Location identification entries

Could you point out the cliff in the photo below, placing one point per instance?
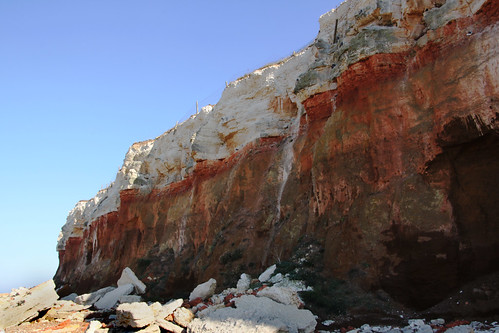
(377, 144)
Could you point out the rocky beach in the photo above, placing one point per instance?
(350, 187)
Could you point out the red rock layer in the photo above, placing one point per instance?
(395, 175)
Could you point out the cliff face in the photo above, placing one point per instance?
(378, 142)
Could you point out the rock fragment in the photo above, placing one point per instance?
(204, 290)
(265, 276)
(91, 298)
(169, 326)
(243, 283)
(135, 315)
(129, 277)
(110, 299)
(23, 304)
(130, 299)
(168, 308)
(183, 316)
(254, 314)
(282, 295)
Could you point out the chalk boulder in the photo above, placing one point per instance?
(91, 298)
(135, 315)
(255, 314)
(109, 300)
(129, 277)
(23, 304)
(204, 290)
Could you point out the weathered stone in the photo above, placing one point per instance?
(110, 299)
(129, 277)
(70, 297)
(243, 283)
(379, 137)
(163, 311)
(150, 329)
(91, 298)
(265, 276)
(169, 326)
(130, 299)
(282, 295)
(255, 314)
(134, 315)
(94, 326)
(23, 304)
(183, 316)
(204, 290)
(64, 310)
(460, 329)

--

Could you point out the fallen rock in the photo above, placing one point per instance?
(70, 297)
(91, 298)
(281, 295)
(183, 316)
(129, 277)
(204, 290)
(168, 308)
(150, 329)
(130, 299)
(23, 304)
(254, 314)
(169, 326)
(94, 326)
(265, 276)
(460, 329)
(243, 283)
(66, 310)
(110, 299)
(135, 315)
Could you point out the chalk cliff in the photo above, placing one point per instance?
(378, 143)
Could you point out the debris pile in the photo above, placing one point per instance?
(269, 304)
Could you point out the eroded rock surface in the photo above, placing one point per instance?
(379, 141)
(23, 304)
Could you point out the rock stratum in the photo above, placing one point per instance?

**GIVEN EXERCISE:** Gather every line from the records above that contains the string "chalk", and copy each one over unchanged.

**TASK OUTPUT:**
Could you point out the chalk boulder in the photo above, placing one point per instance?
Could you point out the chalk cliff in the photo above, placing one point per instance?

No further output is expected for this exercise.